Print verbatim every line starting at the one that contains "pixel 203 300" and ending at the final line of the records; include both endpoints.

————————

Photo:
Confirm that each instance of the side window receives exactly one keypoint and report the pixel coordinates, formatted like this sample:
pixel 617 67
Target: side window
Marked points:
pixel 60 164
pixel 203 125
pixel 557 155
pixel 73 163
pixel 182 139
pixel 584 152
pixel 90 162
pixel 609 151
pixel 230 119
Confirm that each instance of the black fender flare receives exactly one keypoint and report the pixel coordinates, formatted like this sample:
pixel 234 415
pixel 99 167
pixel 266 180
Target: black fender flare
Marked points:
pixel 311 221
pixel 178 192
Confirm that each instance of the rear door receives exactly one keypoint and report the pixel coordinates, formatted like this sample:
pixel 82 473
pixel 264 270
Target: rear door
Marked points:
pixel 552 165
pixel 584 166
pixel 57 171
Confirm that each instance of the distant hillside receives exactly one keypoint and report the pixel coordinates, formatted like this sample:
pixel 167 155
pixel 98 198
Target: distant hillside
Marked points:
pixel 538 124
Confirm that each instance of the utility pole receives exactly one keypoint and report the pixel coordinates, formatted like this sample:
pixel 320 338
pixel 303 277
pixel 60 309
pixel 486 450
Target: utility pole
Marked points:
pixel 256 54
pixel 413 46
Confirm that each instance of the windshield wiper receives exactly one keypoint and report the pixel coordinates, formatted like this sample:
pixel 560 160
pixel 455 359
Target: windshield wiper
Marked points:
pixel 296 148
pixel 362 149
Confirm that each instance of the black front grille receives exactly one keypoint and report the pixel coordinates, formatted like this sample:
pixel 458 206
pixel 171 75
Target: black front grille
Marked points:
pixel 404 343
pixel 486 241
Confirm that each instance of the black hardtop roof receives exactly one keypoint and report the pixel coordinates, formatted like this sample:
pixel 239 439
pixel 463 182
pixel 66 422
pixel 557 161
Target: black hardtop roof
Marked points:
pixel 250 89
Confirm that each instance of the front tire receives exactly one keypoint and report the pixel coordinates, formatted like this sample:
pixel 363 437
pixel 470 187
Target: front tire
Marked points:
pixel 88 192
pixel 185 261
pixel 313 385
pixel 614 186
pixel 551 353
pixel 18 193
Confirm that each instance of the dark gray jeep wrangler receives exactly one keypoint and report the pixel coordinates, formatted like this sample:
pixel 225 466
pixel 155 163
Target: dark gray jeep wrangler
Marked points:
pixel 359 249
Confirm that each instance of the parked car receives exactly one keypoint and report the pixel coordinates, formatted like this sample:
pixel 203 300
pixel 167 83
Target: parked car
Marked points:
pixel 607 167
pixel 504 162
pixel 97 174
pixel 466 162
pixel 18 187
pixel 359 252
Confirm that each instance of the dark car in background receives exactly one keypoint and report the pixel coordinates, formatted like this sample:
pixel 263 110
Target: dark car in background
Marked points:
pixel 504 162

————————

* [SOLUTION TO THE EXERCISE]
pixel 203 300
pixel 167 83
Target: parked car
Marked points:
pixel 607 167
pixel 504 162
pixel 97 174
pixel 466 162
pixel 18 187
pixel 359 252
Confirm that each instance of the dark car in background receives exactly one keypoint and report the pixel coordinates, formatted like this sample:
pixel 263 110
Target: dark car in background
Marked points:
pixel 504 162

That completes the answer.